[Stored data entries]
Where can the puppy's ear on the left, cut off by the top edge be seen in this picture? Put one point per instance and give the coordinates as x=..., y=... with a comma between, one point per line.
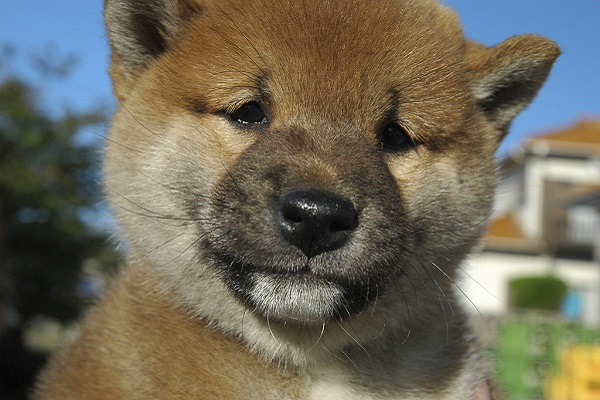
x=139, y=31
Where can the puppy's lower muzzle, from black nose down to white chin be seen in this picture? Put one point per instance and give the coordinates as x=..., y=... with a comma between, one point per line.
x=304, y=256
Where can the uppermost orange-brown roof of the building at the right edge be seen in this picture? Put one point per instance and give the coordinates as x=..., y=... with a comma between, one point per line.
x=581, y=138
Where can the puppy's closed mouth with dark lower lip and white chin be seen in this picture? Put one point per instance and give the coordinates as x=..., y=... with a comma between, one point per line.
x=303, y=297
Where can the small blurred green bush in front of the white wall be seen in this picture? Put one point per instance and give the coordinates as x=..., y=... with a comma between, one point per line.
x=537, y=292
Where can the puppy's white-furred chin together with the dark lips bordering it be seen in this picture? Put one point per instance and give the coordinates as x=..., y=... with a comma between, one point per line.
x=296, y=293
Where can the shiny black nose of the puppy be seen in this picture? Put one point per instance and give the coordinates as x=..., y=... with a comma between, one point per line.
x=316, y=221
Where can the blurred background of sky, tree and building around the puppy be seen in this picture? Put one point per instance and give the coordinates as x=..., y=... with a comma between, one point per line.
x=533, y=288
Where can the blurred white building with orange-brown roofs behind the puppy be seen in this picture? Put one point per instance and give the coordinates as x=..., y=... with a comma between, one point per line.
x=547, y=221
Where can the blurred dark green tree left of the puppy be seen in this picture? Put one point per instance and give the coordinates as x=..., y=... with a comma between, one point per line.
x=47, y=182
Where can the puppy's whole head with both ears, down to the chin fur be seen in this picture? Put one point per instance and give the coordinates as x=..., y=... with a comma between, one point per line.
x=302, y=162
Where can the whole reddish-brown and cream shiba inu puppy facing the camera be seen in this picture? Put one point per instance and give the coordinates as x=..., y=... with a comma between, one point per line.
x=298, y=182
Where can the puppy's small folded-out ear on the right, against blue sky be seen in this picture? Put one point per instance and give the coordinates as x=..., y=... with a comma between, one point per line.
x=504, y=79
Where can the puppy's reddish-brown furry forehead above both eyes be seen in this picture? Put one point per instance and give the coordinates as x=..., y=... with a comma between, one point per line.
x=345, y=55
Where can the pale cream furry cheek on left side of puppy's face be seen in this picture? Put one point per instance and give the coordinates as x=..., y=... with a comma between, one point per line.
x=165, y=185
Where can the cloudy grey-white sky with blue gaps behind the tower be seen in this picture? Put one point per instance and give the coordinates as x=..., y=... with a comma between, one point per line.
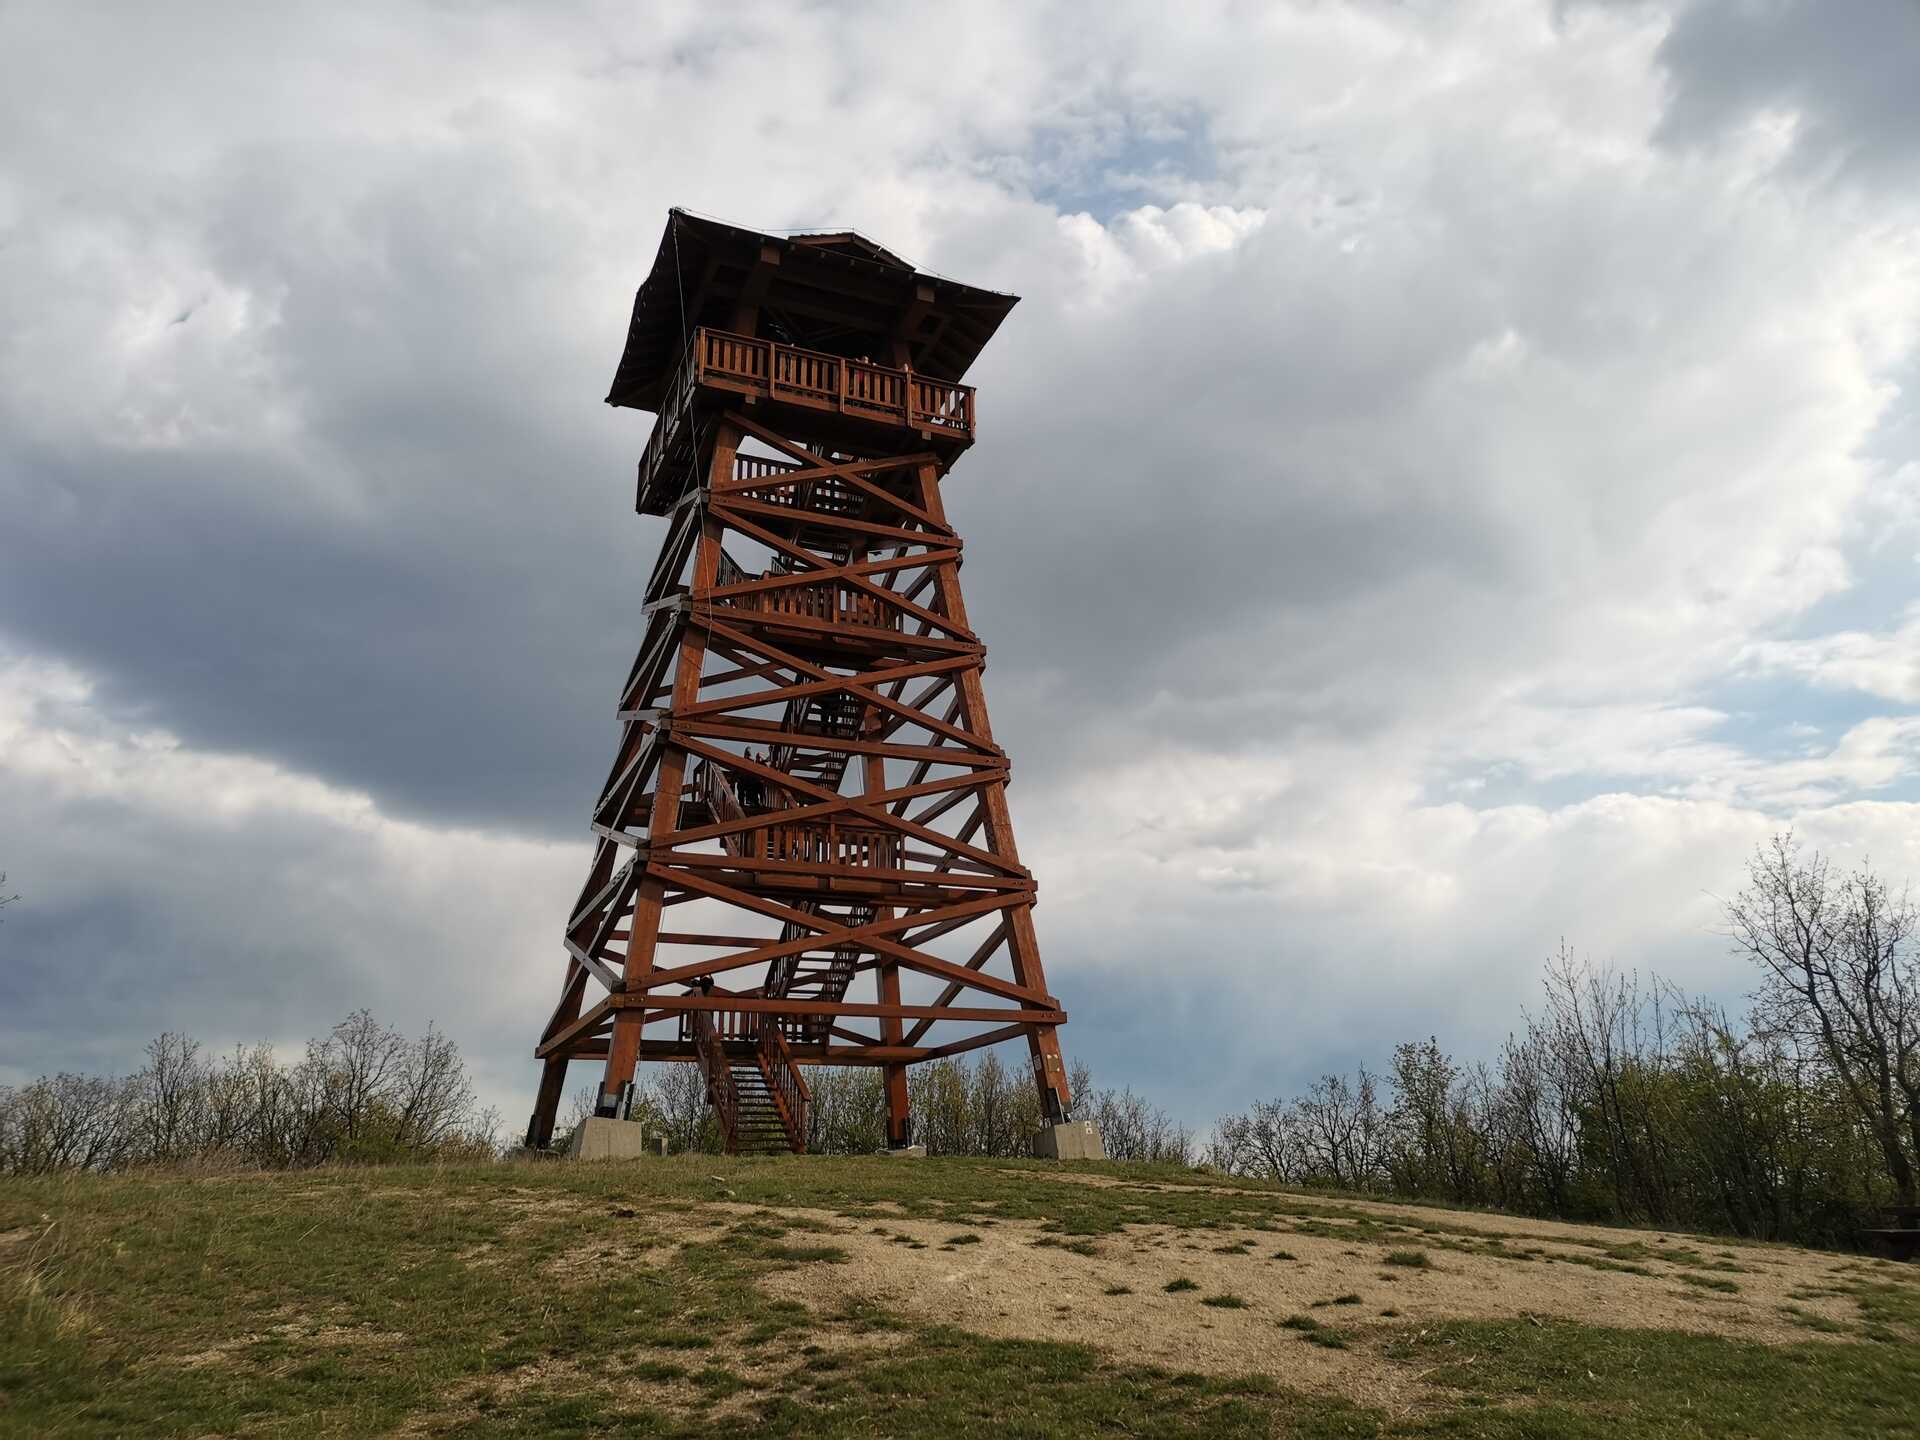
x=1452, y=485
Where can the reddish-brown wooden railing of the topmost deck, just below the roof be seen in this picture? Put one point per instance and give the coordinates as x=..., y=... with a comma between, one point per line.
x=819, y=381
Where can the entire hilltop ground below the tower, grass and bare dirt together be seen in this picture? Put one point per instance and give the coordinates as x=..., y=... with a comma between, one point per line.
x=821, y=1297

Exercise brief :: Each record should appear again exactly as it stands, with no picture included.

Completed task ::
Where can the puppy's ear on the left, cut off by the top edge be seen in this picture? Put one point per instance and give the coordinates as x=..., y=... with a comma between, one point per line.
x=139, y=31
Where can the puppy's lower muzzle, from black nose down to white chin be seen in this picture? Put one point per instance and give the coordinates as x=..., y=... with a comma between, one point per line.
x=304, y=256
Where can the uppermost orange-brown roof of the building at the right edge be seen in this picture? Put one point per instance and give the coordinates as x=..., y=... with a comma between, one point per line.
x=581, y=138
Where can the puppy's closed mouth with dark lower lip and white chin be seen in this picture? Put one point per instance and give the coordinates as x=..., y=... with a comma between, one point per line.
x=303, y=297
Where can the small blurred green bush in front of the white wall be seen in this picture? Put one point per instance and give the coordinates as x=..., y=... with a comma between, one point per line.
x=537, y=292
Where can the puppy's white-furred chin together with the dark lips bordering it be seen in this picture? Put one point per instance and give the coordinates as x=..., y=... with a comma between, one point per line.
x=296, y=293
Where can the shiny black nose of the puppy be seen in this picture? Put one point per instance and give the coordinates as x=..., y=... with a comma between, one point per line.
x=316, y=221
Where can the blurred background of sky, tree and building around the puppy be seen in this picture? Put one point per instance and give the coordinates as x=..., y=... with a comma between, one point per line.
x=533, y=288
Where can the blurred white building with orange-brown roofs behind the puppy be seen in this picture? Put one point per instance and give the coordinates as x=..., y=... with a comma between, one point per line.
x=547, y=221
Where can the blurred dark green tree left of the puppy be seen in this picture? Put one point per instance and give the coordinates as x=..., y=... with a comma between, one point per line.
x=47, y=182
Where can the puppy's whole head with both ears, down to the chin fur be seen in this picture? Put one point per instance and give the coordinates as x=..., y=... with a comma between, one point per line.
x=302, y=162
Where can the whole reddish-brown and cream shiba inu puppy facing the camera be seen in this picture? Put one point per instance and give the coordinates as x=..., y=... with a comma between, one point per line.
x=298, y=182
Where can the puppy's small folded-out ear on the right, against blue sky be seen in this picture? Put one point per instance and give the coordinates as x=..., y=... with a comma between, one point per line.
x=504, y=79
Where can the puppy's reddish-brown furry forehead above both eyes be seen in this picture? Put one point per instance and give the coordinates as x=..., y=... with a comma between, one point per line.
x=345, y=55
Where can the pale cream furry cheek on left side of puppy's face be seen in this picture? Put one point per instance and give the coordinates as x=..., y=... with a comma between, one point per line.
x=165, y=185
Where can the cloudy grey-white sky with blue gaps behind the tower be seen in this picture? Put one point per instance and give the coordinates as x=..., y=... with a comma between, one point per line.
x=1452, y=485
Where can the reddish-brown wooden railing of the topmost deck, just below the roof be seen in this picture? Put one point per instance and give the coordinates as x=..., y=... with a comma between, one point per line.
x=819, y=381
Where can the entire hilltop ground below the tower, grass and bare dirt together be seen in this picture? Put one point per instance and give the coordinates as x=..., y=... with a comma between, one point per line.
x=821, y=1297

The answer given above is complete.